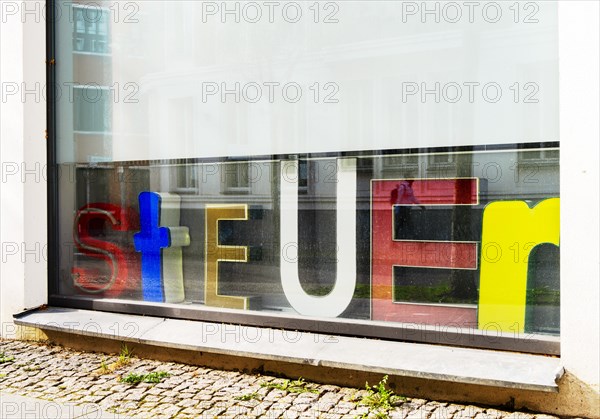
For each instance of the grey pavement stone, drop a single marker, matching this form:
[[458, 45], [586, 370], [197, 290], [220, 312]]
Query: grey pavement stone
[[54, 376]]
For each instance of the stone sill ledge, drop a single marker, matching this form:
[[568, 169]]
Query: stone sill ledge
[[432, 362]]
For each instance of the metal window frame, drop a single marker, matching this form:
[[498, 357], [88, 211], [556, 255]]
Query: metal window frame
[[533, 343]]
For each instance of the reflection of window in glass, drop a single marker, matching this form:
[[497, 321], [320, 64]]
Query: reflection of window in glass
[[90, 29], [405, 166], [235, 177], [303, 174], [92, 109], [441, 159], [186, 180], [541, 154], [79, 21]]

Exercise instructions:
Above are records with pictures; repeat the records exactly and leave the pictures out.

Worked solution:
For each instance of the grey pavement stone, drop a single marker, matching this form:
[[458, 45], [586, 370], [197, 290], [220, 312]]
Query: grey pavement stone
[[54, 376]]
For each instance of the stone sill ledge, drop a single marker, matching this form:
[[568, 169]]
Query: stone sill ledge
[[432, 362]]
For each instance of the metal window frame, drop a single marker, matching this form:
[[498, 357], [88, 211], [556, 255]]
Query: metal window frame
[[533, 343]]
For each instance of the reflection of window in glass, drop a single marker, matching this form:
[[497, 321], [320, 64]]
Query: reflection of window in glass
[[90, 29], [405, 166], [235, 177], [303, 174], [92, 109], [441, 159], [186, 180], [541, 154], [79, 21]]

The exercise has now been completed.